DO THIS -> Set down, without alteration, the lines from the one that contains "Expected: the pointer indicates a point on the fence" through the final line of the material below.

......

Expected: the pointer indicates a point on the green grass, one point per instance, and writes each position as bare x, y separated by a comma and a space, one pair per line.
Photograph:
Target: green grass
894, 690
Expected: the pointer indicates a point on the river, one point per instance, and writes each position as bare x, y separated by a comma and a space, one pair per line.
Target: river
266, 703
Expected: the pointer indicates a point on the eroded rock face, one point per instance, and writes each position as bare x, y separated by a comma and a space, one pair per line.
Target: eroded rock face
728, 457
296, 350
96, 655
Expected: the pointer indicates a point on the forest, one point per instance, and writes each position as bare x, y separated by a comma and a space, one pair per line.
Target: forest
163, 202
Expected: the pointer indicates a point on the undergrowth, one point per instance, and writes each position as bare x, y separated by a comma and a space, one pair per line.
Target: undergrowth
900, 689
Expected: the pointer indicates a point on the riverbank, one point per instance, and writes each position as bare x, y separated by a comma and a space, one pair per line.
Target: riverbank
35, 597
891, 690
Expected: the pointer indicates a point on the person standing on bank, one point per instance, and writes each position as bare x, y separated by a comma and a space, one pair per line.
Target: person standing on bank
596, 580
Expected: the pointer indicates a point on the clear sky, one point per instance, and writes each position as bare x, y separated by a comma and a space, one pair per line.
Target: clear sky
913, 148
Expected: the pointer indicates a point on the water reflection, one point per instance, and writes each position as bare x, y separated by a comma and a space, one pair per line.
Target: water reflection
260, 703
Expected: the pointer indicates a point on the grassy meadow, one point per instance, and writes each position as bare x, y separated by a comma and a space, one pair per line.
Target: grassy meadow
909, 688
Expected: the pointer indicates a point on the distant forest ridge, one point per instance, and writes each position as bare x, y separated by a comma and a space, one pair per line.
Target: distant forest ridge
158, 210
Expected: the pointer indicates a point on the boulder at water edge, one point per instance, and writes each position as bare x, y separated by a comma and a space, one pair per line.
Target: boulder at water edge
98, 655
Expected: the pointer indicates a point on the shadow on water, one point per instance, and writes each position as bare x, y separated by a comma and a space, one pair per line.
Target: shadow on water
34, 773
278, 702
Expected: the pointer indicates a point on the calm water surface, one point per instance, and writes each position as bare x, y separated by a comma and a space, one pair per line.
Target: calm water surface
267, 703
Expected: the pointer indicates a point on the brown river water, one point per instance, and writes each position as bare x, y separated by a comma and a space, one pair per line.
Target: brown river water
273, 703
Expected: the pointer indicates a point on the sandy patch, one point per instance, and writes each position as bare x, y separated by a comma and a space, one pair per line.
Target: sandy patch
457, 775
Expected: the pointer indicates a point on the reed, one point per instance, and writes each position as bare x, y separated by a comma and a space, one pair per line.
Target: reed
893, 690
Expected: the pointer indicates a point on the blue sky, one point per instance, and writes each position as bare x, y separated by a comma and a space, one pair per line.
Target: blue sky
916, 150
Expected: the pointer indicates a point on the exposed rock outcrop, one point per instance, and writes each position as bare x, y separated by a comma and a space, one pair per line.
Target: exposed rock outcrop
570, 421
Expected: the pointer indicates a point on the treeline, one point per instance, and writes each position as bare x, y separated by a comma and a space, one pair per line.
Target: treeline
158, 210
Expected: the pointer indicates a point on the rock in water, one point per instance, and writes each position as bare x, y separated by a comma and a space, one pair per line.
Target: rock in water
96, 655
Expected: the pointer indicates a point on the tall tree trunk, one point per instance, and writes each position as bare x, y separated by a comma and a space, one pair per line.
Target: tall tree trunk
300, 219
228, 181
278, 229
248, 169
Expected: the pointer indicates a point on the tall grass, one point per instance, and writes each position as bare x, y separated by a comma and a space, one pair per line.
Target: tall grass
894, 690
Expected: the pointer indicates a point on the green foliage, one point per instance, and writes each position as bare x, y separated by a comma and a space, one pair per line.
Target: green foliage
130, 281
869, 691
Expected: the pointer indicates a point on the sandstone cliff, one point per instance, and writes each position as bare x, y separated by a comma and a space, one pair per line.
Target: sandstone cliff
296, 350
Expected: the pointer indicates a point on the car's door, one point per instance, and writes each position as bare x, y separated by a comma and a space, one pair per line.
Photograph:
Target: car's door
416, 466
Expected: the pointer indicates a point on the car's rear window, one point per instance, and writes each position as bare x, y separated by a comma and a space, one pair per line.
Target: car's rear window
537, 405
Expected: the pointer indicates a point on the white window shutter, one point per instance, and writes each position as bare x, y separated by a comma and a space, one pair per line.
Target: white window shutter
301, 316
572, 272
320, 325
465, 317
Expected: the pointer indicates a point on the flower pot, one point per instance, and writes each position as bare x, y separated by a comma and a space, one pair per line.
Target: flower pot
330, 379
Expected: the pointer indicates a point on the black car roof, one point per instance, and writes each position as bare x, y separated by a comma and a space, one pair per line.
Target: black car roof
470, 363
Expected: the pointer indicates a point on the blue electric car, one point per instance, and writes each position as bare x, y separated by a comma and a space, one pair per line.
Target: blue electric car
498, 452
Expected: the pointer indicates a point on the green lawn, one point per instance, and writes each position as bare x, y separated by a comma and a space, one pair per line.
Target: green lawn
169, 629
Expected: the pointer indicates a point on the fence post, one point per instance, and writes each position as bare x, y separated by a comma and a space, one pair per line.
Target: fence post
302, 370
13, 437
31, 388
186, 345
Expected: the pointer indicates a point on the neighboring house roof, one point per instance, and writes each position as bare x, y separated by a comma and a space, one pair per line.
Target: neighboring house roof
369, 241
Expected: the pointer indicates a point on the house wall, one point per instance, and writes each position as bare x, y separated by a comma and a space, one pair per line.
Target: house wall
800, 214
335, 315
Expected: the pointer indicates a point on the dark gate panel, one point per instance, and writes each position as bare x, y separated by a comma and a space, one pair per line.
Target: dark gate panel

......

RESPONSE TO THIS EXERCISE ->
Expected: the pointer indicates a point on the fence post, one point per instance, and writes each position as bare x, y separated by a comma and a space, one pair per line.
Target: fence post
302, 370
13, 437
31, 388
186, 345
Expected: the pointer indicates a point on the neighboring house roof, one point per instance, and writes each position as bare x, y separated by a comma and a space, one pair per line.
Target: neighboring house roof
369, 241
Expected: the pointer indicates a point on the house wall, one point per instance, and writes each position as bare x, y separated by a comma and a space, one pair per line.
Target: house wall
800, 214
335, 315
Expected: the pointer indicates a point on the dark gate panel, one point per instance, and writes each position as bare x, y separated by a comma and a space, one pair per line.
Target: dark gate panel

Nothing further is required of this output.